Excerpts of pointing data
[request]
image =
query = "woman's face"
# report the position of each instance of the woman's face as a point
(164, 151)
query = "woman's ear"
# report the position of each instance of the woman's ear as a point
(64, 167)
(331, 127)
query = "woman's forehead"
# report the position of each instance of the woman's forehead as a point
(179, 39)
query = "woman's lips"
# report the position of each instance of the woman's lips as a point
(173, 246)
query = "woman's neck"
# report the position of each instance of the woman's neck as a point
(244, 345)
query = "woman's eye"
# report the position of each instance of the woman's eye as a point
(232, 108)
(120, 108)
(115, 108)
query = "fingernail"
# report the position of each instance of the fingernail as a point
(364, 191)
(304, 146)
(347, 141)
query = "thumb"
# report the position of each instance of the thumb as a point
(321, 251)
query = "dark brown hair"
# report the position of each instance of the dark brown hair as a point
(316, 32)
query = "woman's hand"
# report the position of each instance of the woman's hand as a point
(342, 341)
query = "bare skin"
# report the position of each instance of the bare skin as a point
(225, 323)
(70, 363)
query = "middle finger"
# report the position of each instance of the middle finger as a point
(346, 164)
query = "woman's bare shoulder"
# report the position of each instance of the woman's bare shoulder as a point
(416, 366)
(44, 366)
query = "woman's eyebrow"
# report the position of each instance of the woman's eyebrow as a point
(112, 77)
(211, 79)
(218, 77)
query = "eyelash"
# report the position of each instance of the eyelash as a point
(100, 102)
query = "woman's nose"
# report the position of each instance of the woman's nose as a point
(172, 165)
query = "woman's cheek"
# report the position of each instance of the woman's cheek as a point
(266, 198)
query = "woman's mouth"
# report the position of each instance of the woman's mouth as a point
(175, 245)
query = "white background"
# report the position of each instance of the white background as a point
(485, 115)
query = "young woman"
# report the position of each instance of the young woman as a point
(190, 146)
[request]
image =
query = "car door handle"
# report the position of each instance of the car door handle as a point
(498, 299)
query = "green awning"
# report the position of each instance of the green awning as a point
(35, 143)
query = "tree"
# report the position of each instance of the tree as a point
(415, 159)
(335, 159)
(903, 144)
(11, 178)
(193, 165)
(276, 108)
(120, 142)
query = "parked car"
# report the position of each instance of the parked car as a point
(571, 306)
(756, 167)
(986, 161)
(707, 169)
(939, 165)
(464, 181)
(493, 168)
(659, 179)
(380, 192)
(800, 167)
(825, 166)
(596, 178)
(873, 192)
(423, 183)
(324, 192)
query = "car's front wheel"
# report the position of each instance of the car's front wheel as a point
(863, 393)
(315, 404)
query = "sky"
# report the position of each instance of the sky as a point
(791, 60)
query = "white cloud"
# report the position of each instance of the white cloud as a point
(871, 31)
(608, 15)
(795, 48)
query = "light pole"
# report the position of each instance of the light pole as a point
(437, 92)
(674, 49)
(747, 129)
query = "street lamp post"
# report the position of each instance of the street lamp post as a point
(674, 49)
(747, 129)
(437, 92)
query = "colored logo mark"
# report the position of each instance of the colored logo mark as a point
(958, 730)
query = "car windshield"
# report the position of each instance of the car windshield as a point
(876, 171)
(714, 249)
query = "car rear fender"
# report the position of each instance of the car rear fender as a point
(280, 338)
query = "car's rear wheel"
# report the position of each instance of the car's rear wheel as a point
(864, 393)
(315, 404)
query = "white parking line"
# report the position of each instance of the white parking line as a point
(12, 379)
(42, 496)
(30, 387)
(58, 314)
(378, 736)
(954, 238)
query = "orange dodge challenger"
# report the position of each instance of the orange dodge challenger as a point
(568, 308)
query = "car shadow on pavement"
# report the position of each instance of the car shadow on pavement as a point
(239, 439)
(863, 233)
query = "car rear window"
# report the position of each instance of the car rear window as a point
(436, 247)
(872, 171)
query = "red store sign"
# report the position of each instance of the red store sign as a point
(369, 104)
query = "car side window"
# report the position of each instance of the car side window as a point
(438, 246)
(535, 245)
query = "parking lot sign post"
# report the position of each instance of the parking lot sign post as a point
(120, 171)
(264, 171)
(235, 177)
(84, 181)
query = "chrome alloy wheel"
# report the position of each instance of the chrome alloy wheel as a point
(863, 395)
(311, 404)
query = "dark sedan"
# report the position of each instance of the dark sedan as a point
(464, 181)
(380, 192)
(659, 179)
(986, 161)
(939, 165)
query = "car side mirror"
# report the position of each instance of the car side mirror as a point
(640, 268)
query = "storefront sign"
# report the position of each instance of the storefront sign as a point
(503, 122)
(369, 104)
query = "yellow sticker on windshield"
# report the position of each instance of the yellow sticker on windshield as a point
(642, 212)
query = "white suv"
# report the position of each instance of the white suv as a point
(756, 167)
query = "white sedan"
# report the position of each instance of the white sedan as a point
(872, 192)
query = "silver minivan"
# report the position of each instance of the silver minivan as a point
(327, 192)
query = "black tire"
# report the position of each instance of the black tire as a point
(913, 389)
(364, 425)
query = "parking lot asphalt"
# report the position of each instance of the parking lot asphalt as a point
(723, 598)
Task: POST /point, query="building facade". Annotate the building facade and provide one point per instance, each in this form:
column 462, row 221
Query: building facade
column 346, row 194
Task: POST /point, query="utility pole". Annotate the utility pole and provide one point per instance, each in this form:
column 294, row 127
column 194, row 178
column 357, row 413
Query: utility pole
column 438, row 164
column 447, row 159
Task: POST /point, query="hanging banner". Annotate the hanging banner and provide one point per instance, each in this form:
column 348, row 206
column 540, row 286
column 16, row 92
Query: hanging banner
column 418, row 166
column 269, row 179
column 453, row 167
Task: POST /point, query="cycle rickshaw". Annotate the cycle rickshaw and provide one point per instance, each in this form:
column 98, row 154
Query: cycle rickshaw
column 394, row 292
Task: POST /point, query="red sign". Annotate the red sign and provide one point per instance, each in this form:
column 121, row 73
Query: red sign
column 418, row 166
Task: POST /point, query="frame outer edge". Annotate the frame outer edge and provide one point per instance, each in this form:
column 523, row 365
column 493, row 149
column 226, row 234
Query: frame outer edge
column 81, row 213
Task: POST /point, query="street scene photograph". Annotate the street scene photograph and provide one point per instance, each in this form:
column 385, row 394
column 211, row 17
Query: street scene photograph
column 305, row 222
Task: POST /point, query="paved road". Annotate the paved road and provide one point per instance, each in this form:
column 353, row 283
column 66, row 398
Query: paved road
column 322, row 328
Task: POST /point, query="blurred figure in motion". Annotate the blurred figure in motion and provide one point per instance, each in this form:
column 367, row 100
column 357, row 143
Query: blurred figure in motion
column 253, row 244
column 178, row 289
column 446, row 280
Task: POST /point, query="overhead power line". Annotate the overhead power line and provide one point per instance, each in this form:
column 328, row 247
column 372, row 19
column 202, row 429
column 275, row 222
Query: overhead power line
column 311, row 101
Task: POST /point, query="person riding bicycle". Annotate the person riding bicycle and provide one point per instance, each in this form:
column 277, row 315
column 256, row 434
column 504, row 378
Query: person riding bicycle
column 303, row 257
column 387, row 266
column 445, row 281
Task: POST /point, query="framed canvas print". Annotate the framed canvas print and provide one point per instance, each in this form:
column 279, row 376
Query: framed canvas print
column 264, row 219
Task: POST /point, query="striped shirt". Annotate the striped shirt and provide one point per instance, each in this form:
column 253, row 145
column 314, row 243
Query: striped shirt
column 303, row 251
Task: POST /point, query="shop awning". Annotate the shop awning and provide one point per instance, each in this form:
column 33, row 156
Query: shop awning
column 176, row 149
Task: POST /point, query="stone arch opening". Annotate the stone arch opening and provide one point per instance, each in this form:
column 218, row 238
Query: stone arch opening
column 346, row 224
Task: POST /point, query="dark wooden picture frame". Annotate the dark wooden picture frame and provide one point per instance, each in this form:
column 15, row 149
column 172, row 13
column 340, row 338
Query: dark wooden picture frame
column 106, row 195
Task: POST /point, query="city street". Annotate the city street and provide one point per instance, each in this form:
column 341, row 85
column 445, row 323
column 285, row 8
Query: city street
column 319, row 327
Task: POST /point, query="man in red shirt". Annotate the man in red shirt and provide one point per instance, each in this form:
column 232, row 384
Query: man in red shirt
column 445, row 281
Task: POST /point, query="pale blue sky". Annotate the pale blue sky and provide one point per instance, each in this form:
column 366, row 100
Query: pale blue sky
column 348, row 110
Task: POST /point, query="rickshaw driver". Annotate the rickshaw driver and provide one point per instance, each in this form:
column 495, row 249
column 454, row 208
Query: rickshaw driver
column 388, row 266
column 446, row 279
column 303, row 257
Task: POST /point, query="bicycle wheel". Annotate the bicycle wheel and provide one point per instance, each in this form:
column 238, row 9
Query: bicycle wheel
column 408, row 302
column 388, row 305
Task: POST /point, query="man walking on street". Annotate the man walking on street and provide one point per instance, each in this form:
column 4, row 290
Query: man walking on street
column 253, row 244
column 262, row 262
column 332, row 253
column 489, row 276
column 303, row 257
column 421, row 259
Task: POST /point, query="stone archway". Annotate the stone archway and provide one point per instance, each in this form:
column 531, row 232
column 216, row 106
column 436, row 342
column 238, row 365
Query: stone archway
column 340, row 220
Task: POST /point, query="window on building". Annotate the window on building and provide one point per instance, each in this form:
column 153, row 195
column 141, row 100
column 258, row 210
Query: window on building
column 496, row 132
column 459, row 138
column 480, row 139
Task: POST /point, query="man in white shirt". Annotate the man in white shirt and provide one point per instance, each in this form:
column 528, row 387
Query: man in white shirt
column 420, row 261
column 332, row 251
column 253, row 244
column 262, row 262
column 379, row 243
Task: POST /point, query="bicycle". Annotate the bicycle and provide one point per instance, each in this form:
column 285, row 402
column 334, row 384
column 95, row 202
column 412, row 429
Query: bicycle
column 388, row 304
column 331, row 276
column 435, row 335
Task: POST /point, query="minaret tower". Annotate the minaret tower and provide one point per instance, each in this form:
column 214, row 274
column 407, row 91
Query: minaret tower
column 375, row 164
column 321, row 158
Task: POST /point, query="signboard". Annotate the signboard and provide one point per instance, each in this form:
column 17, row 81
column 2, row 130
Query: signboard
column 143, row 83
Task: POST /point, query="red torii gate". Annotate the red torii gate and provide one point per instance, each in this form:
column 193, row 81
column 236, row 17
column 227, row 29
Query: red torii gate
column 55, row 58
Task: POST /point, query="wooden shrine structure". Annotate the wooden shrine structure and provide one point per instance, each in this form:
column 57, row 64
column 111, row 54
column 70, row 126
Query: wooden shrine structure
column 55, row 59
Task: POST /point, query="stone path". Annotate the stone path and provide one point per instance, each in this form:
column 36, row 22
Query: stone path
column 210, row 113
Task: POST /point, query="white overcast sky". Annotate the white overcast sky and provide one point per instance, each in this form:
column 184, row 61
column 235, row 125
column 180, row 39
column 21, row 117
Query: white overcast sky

■ Your goal: Reproduce the material above verbatim, starting at the line that contains "Annotate the window" and ending after the line that contains "column 379, row 243".

■ Task output:
Task: POST /point, query="window on building". Annotate the window on building and provide one point per instance, each in this form:
column 153, row 195
column 141, row 100
column 258, row 210
Query: window on building
column 496, row 132
column 459, row 138
column 480, row 139
Task: POST /point, query="man in white shirt". Annotate the man in white shirt and provide one point per instance, each in this form:
column 528, row 387
Query: man in white shirt
column 420, row 261
column 332, row 251
column 253, row 244
column 262, row 262
column 379, row 243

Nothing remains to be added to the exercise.